=== Passage for review ===
Me: Xanax, 3 times a day.
Nurse: that can suppress PVCs. Let me call anesthesia AND pharmacy to confirm that. Yep, that’s a fact!
Me:
Me:
Me: can you ask my husband to come back in here?
And that’s how we spent a day in Austin walking uphill in 100 degree (plus humidity) heat, drinking coffee with wine, carrying a 1963 Enid Collins purse that caused people to stop and worship, sobbing about being an asshole, and planning to give a hospital over $3000 the next day for a heart that might not perform. Modern medicine.

It is medically very dangerous to abruptly stop Xanax. So I was up all night that night, sleeping about 1.5 hours. By the time we reached the hospital I was manic, clenching my teeth, paranoid, and crying. We were scheduled for a 7:30 go. Things they didn’t tell me: any emergent case coming into the hospital would be put ahead of me.

They didn’t take me back until around 11:30.

Once in the lab, which is a huge room with a HUGE screen, there are a lot of people, and I’m naked (I ultimately get a blanket). they are putting a million goddamned sticky connectors on me; some huge, many small. they are exposing one boob, then the next boob, then my ass, etc, etc. Finally I am strapped down into an immobilizing thing–arms packed in foam and tied down, legs the same, head/neck the same, and an oxygen mask strapped to my face. Then they all walk away, and the board starts showing all these stats.
They give me a drug to slow my heart rate to induce PVCs. It takes forever, I can’t move my head. I don’t know what the board things mean. I keep feeling out of body (Xanax withdrawal, exhaustion, stress). My blood pressure is 157/109, higher than I’ve ever seen it.  I feel like I need to pee and it’s freaking me out. They won’t give me anything to calm me down. (I was obsessed that my crotch smelled bad, and they’d all smell it and talk about me being disgusting). So it takes forever to slow the heart rate, and people wander in and out of the room, and say things like, “Nothing happening yet?” Um, I don’t know. But thanks for making me feel like I’m not performing.
After awhile they say they are going to try speeding my heart up. I react to that drug really fast, and my heart goes up to 165 in about 10 or 15 minutes. It felt like I was going to watch my heart burst from my chest. Finally, the cocksucker expert doctor comes out and says, “We’re not seeing anything, so there’s nothing else to do.” Twenty more minutes are spent unhooking me, naked, in a big room with people still coming in and out. Then off to recovery, but they don’t go tell my husbnd anything. I wait in recovery for about 45 minutes before asking them to get him. He finally arrives, thinking it was a full procedure, so I have to explain to him that no, it was a negative study.
THEN, my (male) nurse, seems to feel that my being angry and frustrated means he needs to stay in there and mansplain PVCs , and  “my own theory” and some tale of his kid cutting his finger camping and I am thinking, “GET OUT. GET OUT. We haven’t even talked about this, GET OUT.” Finally we are released and I cry for the next hour and a half. All the way back to the hotel. Sitting on the couch in the room. The spouse hands me a xanax and a glass of wine and then steers me to bed. I cry until I sleep for about 2 hours. Then he gets Korean food and we watch the (lame) Opening Ceremonies and crawl back into bed before the sun goes down.
Then we drive home, nine long hours, and fifteen minutes after I get home, I have an aura. Then another one. Now, nothing has gone numb and no headache, but…..hard to trust.
What remains:
Maybe my heart was fixed in June and the El Paso doc jumped the fucking gun and cost me a LOT. A LOT.
Maybe the Xanax was still affecting it and now it will come back, sometime, don’t know when.
I have to find a way to safely go off the Xanax.
I really, now, have no medical team.
Everything else seems fucked up.
I have very, very little coping skills left.
=== Data provided ===
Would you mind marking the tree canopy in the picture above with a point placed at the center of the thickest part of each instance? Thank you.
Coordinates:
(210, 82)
===
→ **Task to complete**: Reproduce word for word the portion of the hospital account that begins with "Nurse: that can" and ends after "ahead of me.".

→ **Result of this task**:
Nurse: that can suppress PVCs. Let me call anesthesia AND pharmacy to confirm that. Yep, that’s a fact!
Me:
Me:
Me: can you ask my husband to come back in here?
And that’s how we spent a day in Austin walking uphill in 100 degree (plus humidity) heat, drinking coffee with wine, carrying a 1963 Enid Collins purse that caused people to stop and worship, sobbing about being an asshole, and planning to give a hospital over $3000 the next day for a heart that might not perform. Modern medicine.

It is medically very dangerous to abruptly stop Xanax. So I was up all night that night, sleeping about 1.5 hours. By the time we reached the hospital I was manic, clenching my teeth, paranoid, and crying. We were scheduled for a 7:30 go. Things they didn’t tell me: any emergent case coming into the hospital would be put ahead of me.